» **Task directions**
The reply should hold only the lines below from the one with "Q: Place a marker on the balcony" to the end, each copied exactly.

» **Records supplied**
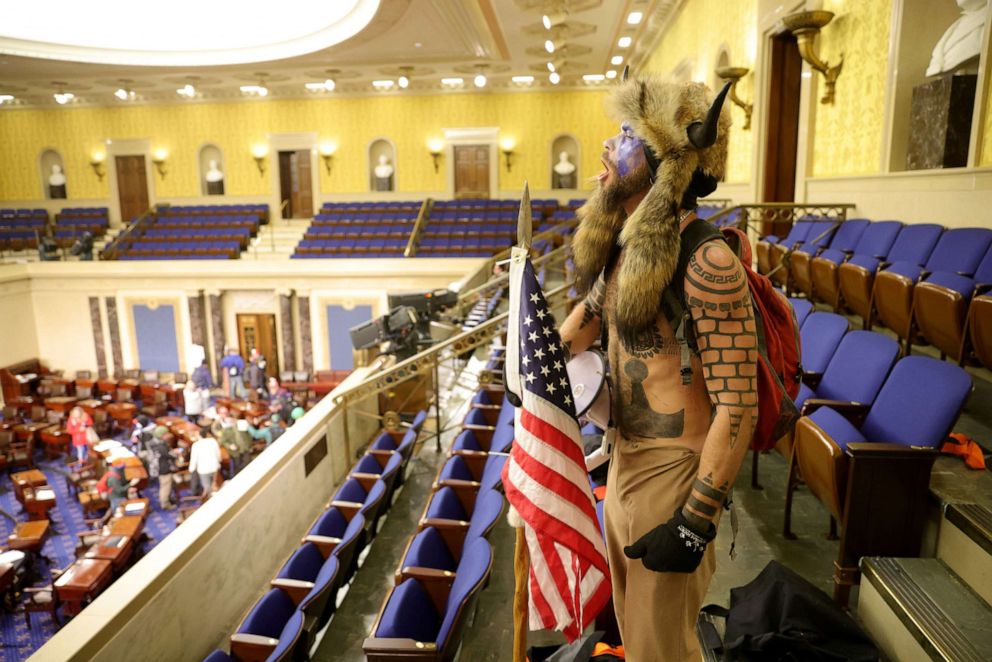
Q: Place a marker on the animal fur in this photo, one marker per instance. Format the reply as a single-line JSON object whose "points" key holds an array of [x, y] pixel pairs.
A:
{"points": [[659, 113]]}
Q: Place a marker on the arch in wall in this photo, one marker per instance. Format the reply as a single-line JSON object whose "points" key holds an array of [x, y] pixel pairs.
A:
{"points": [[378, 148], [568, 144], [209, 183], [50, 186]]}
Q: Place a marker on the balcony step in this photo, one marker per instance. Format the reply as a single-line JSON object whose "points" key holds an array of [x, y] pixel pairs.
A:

» **Output of the exercise**
Q: Place a marker on the balcony step in this photo, one marker per instance. Format the reply as a single-line JSON object whose "points" key holds an array of [x, y] pixel pairs.
A:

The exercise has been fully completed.